§ **EXERCISE DESCRIPTION**
Format every one of the rows below as a JSON list of strings, one string per line, leaving out any blank lines.

§ **DATASET EXCERPTS**
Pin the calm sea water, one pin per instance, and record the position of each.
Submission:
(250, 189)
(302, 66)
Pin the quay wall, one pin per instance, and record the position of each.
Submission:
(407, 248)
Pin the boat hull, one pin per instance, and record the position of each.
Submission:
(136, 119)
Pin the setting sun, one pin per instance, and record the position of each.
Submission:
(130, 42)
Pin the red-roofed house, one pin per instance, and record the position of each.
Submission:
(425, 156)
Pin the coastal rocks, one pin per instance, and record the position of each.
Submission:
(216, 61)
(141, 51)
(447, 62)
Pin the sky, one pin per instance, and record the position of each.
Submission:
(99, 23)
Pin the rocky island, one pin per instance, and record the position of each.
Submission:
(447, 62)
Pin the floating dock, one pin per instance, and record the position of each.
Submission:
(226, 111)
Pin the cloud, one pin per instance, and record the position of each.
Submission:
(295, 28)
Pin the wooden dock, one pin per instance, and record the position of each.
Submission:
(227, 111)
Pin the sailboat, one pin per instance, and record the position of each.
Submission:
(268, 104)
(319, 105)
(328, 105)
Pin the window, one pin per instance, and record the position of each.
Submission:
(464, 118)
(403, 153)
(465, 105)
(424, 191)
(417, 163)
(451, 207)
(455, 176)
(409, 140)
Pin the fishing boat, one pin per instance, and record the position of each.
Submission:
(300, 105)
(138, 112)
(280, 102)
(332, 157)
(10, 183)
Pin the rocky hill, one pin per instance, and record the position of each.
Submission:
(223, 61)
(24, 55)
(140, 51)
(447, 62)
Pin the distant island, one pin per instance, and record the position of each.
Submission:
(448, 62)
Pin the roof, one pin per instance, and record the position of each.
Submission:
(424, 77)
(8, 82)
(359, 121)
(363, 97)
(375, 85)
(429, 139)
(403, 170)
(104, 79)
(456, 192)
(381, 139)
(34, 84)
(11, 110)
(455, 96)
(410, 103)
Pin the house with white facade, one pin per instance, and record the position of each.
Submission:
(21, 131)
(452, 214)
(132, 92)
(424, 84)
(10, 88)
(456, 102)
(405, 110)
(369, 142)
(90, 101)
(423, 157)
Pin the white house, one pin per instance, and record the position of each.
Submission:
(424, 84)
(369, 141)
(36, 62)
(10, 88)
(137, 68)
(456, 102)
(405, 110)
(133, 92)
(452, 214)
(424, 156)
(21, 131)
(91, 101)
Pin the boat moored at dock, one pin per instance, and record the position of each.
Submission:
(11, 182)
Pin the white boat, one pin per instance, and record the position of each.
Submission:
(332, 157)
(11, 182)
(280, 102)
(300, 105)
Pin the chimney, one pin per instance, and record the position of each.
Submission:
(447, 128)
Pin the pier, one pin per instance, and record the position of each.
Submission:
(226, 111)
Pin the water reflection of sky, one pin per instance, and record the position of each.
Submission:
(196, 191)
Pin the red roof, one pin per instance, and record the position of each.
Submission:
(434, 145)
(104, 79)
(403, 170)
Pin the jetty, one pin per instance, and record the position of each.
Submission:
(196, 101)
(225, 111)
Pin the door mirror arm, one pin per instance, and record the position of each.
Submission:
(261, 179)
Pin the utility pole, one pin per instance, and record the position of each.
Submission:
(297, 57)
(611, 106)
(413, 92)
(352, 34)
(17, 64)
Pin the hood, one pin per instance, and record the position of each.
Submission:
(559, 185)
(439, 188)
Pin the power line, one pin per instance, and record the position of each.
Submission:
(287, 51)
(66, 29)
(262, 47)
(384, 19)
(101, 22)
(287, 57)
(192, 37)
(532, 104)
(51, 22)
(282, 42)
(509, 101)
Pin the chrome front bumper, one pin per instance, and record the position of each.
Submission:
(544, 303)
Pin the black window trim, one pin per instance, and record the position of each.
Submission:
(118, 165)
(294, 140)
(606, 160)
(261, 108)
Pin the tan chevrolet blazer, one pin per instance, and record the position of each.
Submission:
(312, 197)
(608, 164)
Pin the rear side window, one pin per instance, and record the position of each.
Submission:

§ **ANSWER TO THIS TASK**
[
  "Pin the calm sea water, one pin per instance, and record the position of each.",
  "Submission:",
  "(250, 189)",
  "(302, 66)",
  "Pin the quay wall, one pin per instance, and record the position of each.",
  "Submission:",
  "(407, 248)",
  "Pin the boat hull, one pin per instance, and record the position of each.",
  "Submission:",
  "(136, 119)",
  "Pin the setting sun, one pin per instance, and record the position of each.",
  "Submission:",
  "(130, 42)",
  "Pin the red-roofed house, one pin per instance, and record the position of each.",
  "Submission:",
  "(425, 156)",
  "Pin the coastal rocks, one pin per instance, and record the position of each.",
  "Submission:",
  "(216, 61)",
  "(141, 51)",
  "(447, 62)",
  "Pin the sky, one pin per instance, and record the position of each.",
  "Submission:",
  "(99, 23)",
  "Pin the rocky island, one pin per instance, and record the position of each.",
  "Submission:",
  "(447, 62)",
  "Pin the floating dock, one pin per instance, and record the position of each.",
  "Submission:",
  "(226, 111)",
  "Pin the cloud, one pin per instance, and record the position of each.",
  "Submission:",
  "(295, 28)",
  "Pin the wooden dock, one pin per instance, and record the position of each.",
  "Submission:",
  "(227, 111)",
  "Pin the sailboat, one pin per instance, and record the position of each.",
  "Submission:",
  "(268, 104)",
  "(319, 105)",
  "(328, 105)",
  "Pin the window, one pin per instance, and record the position of each.",
  "Submission:",
  "(464, 118)",
  "(403, 153)",
  "(465, 105)",
  "(424, 191)",
  "(417, 163)",
  "(451, 207)",
  "(455, 176)",
  "(409, 140)",
  "Pin the fishing boat, one pin per instance, and record the position of each.",
  "Submission:",
  "(300, 105)",
  "(138, 112)",
  "(280, 102)",
  "(332, 157)",
  "(10, 183)",
  "Pin the rocky hill, one pin per instance, and record the position of each.",
  "Submission:",
  "(223, 61)",
  "(24, 55)",
  "(140, 51)",
  "(447, 62)",
  "Pin the distant island, one pin per instance, and record the position of each.",
  "Submission:",
  "(448, 62)",
  "Pin the roof, one pin per instance, and record the position of each.",
  "Submission:",
  "(424, 77)",
  "(8, 82)",
  "(359, 121)",
  "(363, 97)",
  "(375, 85)",
  "(429, 139)",
  "(403, 170)",
  "(104, 79)",
  "(456, 192)",
  "(381, 139)",
  "(34, 84)",
  "(11, 110)",
  "(455, 96)",
  "(410, 103)",
  "Pin the house with white facade, one pin per instance, and record the position of each.",
  "Submission:",
  "(21, 131)",
  "(452, 214)",
  "(132, 92)",
  "(424, 84)",
  "(10, 88)",
  "(456, 102)",
  "(405, 110)",
  "(369, 142)",
  "(90, 101)",
  "(423, 157)",
  "Pin the white house, one pin per instance, and record the position of each.",
  "Submission:",
  "(424, 84)",
  "(369, 141)",
  "(36, 62)",
  "(10, 88)",
  "(137, 68)",
  "(456, 102)",
  "(405, 110)",
  "(133, 92)",
  "(452, 214)",
  "(424, 156)",
  "(21, 131)",
  "(91, 101)",
  "Pin the boat moored at dock, one pin per instance, and record the position of each.",
  "Submission:",
  "(11, 182)",
  "Pin the white boat, one pin per instance, and record the position of each.",
  "Submission:",
  "(332, 157)",
  "(11, 182)",
  "(280, 102)",
  "(300, 105)",
  "Pin the chimney, one pin per instance, and record the position of each.",
  "Submission:",
  "(447, 128)",
  "Pin the pier, one pin per instance, and record the position of each.",
  "Submission:",
  "(226, 111)",
  "Pin the water reflection of sky, one pin per instance, and record the position of each.",
  "Submission:",
  "(196, 191)",
  "Pin the red roof, one pin per instance, and record the position of each.",
  "Submission:",
  "(434, 145)",
  "(104, 79)",
  "(403, 170)",
  "Pin the jetty, one pin per instance, and record the position of each.",
  "Submission:",
  "(196, 101)",
  "(225, 111)",
  "Pin the door mirror arm, one pin per instance, and record the position of each.",
  "Submission:",
  "(261, 179)",
  "Pin the utility pole, one pin per instance, and record the position of each.",
  "Submission:",
  "(297, 57)",
  "(611, 106)",
  "(413, 92)",
  "(352, 34)",
  "(17, 64)",
  "Pin the hood, one pin per instance, and record the position of each.",
  "Submission:",
  "(559, 185)",
  "(439, 188)",
  "Pin the power line, one pin per instance, and record the position of each.",
  "Submission:",
  "(287, 51)",
  "(66, 29)",
  "(262, 47)",
  "(384, 19)",
  "(101, 22)",
  "(287, 57)",
  "(192, 37)",
  "(532, 104)",
  "(51, 22)",
  "(282, 42)",
  "(509, 101)",
  "Pin the chrome front bumper, one pin per instance, and record the position of each.",
  "Submission:",
  "(544, 303)",
  "Pin the black window trim, one pin per instance, and record the position of each.",
  "Submission:",
  "(118, 165)",
  "(294, 140)",
  "(606, 160)",
  "(261, 108)",
  "Pin the tan chevrolet blazer, one pin per instance, and record the position of each.",
  "Submission:",
  "(312, 197)",
  "(608, 164)",
  "Pin the rear side window, one pin per instance, and record the position of each.",
  "Submission:"
]